### TRECHO SELECIONADO

━━━━━━━━━━━━━━━━━━━━━━━━━━━━━━

O Tribunal de Segurança vende absolvições

 

Sempre causou estranheza, aos presos falsamente acusados de crimes que nunca pensaram em cometer, a presença, no mesmo inquérito, de outros implicados que tudo confessavam sem temor das sentenças judiciais. Descobriu-se, depois, que esses tipos nunca iam a julgamento e suas confissões eram rasgadas. A Polícia contratava tais indivíduos para que servissem de instrumento na condenação dos outros.

Em certa oportunidade, um investigador do Palácio Guanabara, chamado Bezerra, foi preso e, depois de apanhar muito, conseguiu enviar um aviso ao Gregório, que chefiava a guarda pessoal do Ditador. Este foi lá e libertou o investigador. Ao passar por Diocesano, perguntou-lhe: — “Que foi que você fez?” O alfaiate respondeu: — “Estou sendo acusado de ter morto uma pessoa. Não sei se é homem ou mulher”. O Gregório se voltou para o Veras e disse: — “Esse homem é incapaz de fazer mal a uma mosca”. Veras sacudiu os ombros e disse: — “Isto é assunto do chefe”. Compreendendo, Gregório saiu em companhia de seu protegido. Os que ficaram, receberam sentenças que chegaram a 60 anos de prisão.

A maneira de se reduzir as penas no Tribunal de Segurança era desapertar a bolsa e pagar bem. Houve o caso de um jovem comunista, com grande responsabilidade no Partido, que sabia o que sucederia se caísse nas mãos dos policiais. Denunciado pelo cabo Itamar, um preso que não resistiu às torturas e revelou os nomes dos cúmplices, Otávio Valêncio, tal era seu nome, conseguiu boas gratificações e, à custa de ótimas gorjetas, ouviu do Benedito esta declaração: — “Nada posso fazer para soltá-lo porque o Itamar carregou muito. Mas você ganhará 2 anos de prisão. É sopa. Depois de três meses, peça uma revisão que eu arranjarei com o Serafim Braga para que você saia livre”. Tudo aconteceu conforme o plano traçado. No Tribunal de Segurança, os ricos sempre eram absolvidos. É típico o caso dos integralistas da Câmara dos 40. O fascista milionário Sérgio Silva tirou do cofre 140 contos de réis e conseguiu a liberdade. O mesmo sucedeu com os abastados sitiantes de Campo Grande.

━━━━━━━━━━━━━━━━━━━━━━━━━━━━━━

(Dados extraídos de uma coleção)
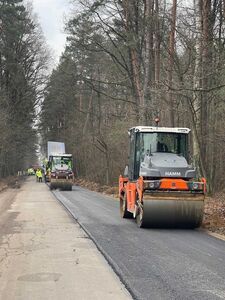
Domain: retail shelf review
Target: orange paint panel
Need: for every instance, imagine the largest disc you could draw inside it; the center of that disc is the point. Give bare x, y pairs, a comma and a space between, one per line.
173, 184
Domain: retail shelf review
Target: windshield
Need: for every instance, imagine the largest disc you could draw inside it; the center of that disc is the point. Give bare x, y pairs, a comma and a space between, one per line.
163, 142
66, 162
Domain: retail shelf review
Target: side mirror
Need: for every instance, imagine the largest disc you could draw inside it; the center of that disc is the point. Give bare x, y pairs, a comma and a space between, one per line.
126, 171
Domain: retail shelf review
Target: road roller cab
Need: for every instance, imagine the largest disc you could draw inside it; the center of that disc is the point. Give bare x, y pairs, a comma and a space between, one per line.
159, 187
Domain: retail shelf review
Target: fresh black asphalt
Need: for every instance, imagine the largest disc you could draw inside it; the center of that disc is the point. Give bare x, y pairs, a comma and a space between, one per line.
152, 263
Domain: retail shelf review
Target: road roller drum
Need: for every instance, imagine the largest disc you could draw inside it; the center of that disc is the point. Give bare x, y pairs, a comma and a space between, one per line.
160, 188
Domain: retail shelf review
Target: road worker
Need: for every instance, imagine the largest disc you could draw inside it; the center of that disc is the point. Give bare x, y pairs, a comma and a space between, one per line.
39, 175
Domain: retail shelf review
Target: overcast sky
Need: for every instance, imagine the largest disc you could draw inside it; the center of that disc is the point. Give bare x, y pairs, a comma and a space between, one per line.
51, 15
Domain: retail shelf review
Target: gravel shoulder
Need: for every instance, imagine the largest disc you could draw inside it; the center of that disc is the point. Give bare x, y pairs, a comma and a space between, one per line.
44, 254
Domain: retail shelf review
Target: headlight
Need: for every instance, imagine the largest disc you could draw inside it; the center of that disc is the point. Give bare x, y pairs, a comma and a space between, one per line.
152, 185
195, 186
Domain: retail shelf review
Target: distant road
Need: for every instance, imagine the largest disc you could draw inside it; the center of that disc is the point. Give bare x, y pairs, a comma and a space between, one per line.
153, 263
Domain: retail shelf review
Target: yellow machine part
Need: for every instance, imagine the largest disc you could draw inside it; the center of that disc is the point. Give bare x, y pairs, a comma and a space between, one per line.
169, 211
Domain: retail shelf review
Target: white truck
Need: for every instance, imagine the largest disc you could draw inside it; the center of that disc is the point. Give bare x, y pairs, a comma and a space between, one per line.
59, 169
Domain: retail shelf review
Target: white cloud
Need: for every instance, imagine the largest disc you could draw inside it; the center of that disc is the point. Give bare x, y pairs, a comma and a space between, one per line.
51, 15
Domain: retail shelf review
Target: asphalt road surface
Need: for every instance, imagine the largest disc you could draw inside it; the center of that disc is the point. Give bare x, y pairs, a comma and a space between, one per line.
152, 263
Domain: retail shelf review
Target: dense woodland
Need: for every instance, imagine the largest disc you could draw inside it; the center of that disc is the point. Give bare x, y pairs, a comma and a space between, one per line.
23, 63
125, 62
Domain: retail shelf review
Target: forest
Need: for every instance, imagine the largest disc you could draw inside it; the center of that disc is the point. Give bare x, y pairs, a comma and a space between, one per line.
125, 62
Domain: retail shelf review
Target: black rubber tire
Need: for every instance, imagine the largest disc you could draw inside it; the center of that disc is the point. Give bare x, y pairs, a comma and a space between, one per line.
124, 213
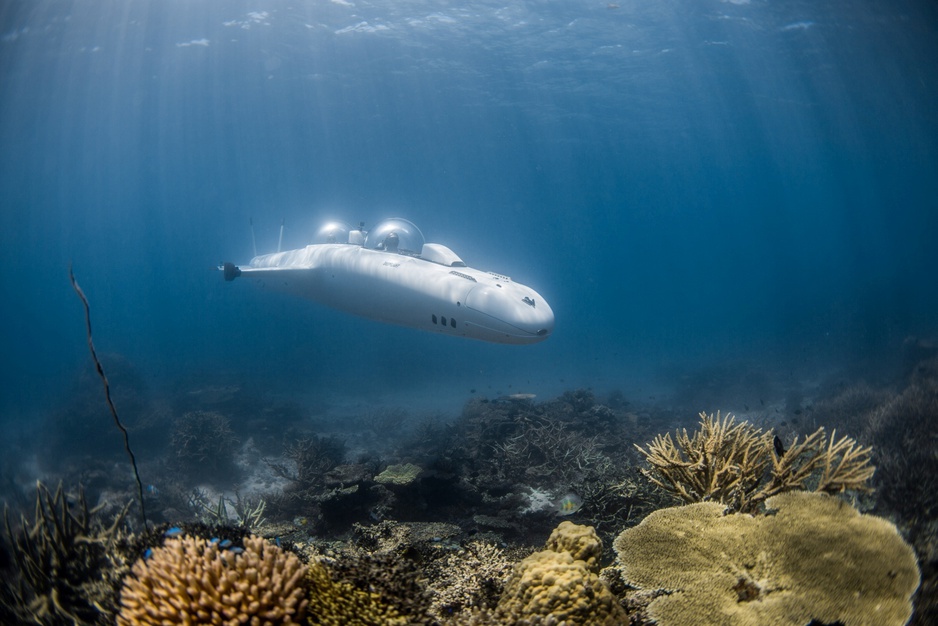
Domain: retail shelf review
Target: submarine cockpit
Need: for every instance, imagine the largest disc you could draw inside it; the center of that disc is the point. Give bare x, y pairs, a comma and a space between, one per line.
396, 235
333, 232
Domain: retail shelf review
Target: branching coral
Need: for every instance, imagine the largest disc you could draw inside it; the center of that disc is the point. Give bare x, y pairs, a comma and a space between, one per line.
738, 465
203, 439
342, 604
555, 587
67, 562
470, 579
191, 580
817, 558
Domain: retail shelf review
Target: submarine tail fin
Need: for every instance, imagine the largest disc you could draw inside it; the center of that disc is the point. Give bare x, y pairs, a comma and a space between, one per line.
231, 271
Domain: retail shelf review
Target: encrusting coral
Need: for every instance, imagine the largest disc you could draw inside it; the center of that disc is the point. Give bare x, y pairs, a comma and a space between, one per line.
556, 587
192, 580
740, 466
817, 558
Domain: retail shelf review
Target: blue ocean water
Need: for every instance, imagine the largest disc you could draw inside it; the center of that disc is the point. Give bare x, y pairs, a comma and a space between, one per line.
748, 185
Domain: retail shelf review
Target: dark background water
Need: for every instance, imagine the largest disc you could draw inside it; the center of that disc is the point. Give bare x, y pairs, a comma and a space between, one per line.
690, 183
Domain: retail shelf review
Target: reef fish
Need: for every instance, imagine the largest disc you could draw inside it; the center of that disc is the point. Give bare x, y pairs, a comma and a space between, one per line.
569, 504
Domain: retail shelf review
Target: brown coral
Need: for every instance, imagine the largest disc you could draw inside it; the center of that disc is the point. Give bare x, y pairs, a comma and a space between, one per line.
580, 541
191, 580
551, 587
738, 465
817, 558
342, 604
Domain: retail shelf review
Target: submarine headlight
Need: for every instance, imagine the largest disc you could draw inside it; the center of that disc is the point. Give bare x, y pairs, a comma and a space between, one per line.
332, 232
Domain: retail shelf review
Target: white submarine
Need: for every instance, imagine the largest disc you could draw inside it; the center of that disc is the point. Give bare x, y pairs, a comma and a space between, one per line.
391, 275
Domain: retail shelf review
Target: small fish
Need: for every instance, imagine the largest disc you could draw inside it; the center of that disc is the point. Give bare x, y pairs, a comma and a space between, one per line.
569, 504
779, 447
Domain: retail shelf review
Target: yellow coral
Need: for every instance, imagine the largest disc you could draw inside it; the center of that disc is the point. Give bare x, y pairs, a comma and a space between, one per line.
580, 541
399, 474
554, 587
816, 558
738, 465
341, 604
190, 580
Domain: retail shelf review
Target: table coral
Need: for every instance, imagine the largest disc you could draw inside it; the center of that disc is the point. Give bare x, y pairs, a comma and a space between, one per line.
190, 580
816, 558
399, 474
555, 587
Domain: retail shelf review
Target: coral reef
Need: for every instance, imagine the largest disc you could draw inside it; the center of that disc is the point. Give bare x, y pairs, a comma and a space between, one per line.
816, 558
737, 464
67, 562
203, 440
471, 579
386, 587
192, 580
402, 474
555, 587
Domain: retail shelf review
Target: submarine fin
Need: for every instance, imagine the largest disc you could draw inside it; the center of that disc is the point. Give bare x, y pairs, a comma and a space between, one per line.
231, 270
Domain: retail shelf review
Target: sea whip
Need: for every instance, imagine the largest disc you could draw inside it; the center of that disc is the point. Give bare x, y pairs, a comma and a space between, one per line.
107, 395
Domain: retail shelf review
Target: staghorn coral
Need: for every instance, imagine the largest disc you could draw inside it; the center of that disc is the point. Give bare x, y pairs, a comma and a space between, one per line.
738, 465
471, 579
66, 562
204, 440
816, 558
191, 580
554, 587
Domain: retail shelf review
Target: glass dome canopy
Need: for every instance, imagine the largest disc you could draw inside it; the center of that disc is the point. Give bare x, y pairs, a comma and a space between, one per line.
332, 232
395, 235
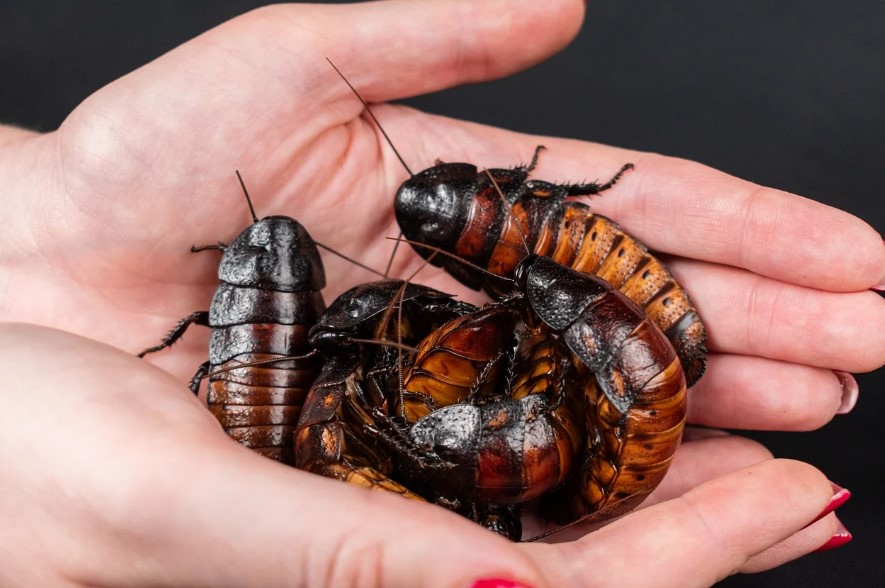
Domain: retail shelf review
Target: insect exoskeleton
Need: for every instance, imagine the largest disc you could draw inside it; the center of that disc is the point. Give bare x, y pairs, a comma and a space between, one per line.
635, 401
260, 365
361, 335
457, 208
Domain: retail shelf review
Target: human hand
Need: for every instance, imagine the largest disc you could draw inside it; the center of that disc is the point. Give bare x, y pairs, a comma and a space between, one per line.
107, 207
122, 478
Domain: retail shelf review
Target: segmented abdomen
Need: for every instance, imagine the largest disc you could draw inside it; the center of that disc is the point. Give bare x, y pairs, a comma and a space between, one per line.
627, 454
259, 405
456, 359
571, 235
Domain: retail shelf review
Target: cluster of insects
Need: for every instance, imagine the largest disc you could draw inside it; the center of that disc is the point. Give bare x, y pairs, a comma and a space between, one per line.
566, 391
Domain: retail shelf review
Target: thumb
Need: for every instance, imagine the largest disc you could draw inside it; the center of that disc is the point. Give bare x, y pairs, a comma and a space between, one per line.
130, 482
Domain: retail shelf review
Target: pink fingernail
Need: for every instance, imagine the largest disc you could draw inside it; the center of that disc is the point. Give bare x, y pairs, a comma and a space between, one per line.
498, 583
850, 391
840, 538
840, 497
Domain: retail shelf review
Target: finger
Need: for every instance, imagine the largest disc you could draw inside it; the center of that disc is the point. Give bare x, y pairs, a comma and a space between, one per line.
750, 315
706, 454
741, 392
706, 534
677, 206
168, 499
799, 544
432, 45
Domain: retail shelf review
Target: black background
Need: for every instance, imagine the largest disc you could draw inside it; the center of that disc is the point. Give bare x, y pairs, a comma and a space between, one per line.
786, 94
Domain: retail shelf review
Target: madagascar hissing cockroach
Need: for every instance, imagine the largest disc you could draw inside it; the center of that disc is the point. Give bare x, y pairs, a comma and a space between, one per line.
603, 382
360, 338
260, 365
457, 208
635, 403
512, 438
484, 217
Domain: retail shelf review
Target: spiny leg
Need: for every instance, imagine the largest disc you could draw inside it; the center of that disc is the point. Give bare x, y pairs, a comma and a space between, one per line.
216, 247
593, 187
201, 317
198, 377
531, 166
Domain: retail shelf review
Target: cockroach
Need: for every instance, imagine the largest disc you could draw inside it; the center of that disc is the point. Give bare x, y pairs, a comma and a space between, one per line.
457, 208
260, 364
357, 335
635, 403
502, 444
635, 400
632, 384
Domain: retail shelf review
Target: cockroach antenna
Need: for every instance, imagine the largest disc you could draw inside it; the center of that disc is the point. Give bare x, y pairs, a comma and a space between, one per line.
389, 142
371, 114
453, 256
509, 208
248, 200
351, 260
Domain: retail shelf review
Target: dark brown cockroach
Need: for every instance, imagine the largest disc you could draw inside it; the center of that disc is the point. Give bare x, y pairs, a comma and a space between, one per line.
359, 338
456, 208
260, 365
490, 218
603, 388
510, 439
635, 404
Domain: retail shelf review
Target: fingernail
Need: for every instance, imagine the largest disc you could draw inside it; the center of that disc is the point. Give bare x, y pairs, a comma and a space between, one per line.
840, 538
840, 497
498, 583
850, 391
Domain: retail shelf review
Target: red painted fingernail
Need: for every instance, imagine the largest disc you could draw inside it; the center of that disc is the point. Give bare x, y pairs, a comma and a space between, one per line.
850, 391
840, 497
840, 538
498, 583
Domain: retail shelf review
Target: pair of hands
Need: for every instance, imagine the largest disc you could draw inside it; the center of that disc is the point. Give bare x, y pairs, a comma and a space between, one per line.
121, 477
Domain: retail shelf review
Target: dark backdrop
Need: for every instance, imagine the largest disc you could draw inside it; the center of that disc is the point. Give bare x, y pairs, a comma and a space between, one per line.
786, 94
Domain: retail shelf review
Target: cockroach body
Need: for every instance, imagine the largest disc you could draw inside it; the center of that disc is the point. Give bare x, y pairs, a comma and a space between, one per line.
332, 437
457, 208
260, 365
635, 403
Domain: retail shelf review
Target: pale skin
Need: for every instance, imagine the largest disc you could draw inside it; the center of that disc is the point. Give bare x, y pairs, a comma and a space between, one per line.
122, 478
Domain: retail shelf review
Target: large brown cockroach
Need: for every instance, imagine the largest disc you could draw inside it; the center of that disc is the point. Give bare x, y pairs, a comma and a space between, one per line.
457, 208
358, 336
635, 404
506, 440
260, 365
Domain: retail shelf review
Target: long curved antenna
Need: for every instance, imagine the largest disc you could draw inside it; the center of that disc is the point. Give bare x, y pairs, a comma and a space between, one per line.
602, 512
385, 343
453, 256
371, 114
353, 261
509, 210
389, 142
248, 200
260, 362
392, 256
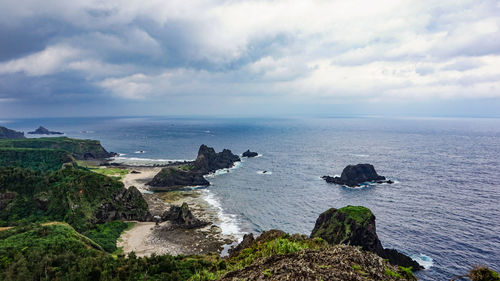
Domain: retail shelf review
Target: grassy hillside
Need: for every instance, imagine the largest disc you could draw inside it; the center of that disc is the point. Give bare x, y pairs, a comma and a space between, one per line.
79, 197
55, 251
80, 149
36, 159
6, 133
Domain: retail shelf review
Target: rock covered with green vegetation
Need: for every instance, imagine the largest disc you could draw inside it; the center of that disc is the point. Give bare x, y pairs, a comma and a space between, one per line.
78, 197
44, 160
79, 149
6, 133
192, 174
355, 225
44, 131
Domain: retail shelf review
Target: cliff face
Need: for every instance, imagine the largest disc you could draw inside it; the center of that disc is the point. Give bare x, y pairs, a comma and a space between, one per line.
355, 225
6, 133
208, 161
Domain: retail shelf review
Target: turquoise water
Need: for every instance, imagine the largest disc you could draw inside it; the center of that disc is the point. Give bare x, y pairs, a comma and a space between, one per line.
443, 209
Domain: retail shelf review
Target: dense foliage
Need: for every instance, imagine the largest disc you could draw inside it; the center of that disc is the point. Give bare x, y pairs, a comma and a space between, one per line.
57, 252
76, 147
70, 195
107, 234
34, 159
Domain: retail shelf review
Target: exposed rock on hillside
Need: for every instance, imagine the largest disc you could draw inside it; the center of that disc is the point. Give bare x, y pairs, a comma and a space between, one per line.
191, 174
6, 133
355, 225
250, 154
208, 161
43, 131
354, 175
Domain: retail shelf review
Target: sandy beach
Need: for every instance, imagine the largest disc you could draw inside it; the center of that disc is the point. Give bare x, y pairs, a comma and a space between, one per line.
146, 238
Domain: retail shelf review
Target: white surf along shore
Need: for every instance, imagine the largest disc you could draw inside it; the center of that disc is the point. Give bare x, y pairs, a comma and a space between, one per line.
146, 238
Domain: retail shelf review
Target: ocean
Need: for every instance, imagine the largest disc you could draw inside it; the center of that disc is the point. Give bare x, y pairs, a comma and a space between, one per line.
443, 209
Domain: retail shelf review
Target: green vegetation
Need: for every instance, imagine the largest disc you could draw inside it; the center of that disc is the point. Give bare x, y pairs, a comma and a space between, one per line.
35, 159
76, 147
71, 195
285, 244
108, 233
57, 252
6, 133
359, 214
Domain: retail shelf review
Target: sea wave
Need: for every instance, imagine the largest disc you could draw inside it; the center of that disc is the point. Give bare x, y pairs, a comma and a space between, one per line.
228, 223
425, 261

━━━━━━━━━━━━━━━━━━━━━━━━━━━━━━

### ENUNCIADO
Dê continuidade ao trecho sobre a venda de absolvições no Tribunal de Segurança, começando logo após a última frase apresentada.

### RESPOSTA
O escândalo do capitalista Juvêncio nunca será esquecido. Esse integralista, criador de gado na Ilha de Marajó e pertencente a uma das famílias mais ricas do Brasil, foi condenado a muitos anos. Metido na Casa de Correção, mandou chamar o Dr. Moésias Rollim, célebre advogado, e disse: — “Doutor, quero brincar o carnaval. Tenho em meu poder o livro de cheques”. O Doutor Rollim respondeu que ia tratar do caso, mas — “o senhor sabe como são os juízes do Tribunal de Segurança”. Estavam nos fins de dezembro. Os processos levavam, geralmente, três ou quatro meses, no mínimo, para serem revistos. O de Juvêncio correu rápido. O capitalista foi julgado novamente e sua pena desceu para 1 ano. Ele já cumprira parte desse prazo, e o Dr. Moésias Rollim compareceu lá com o requerimento de liberdade condicional já despachado. Juvêncio foi solto na véspera do carnaval e saiu já fantasiado da Correção para o baile do Municipal.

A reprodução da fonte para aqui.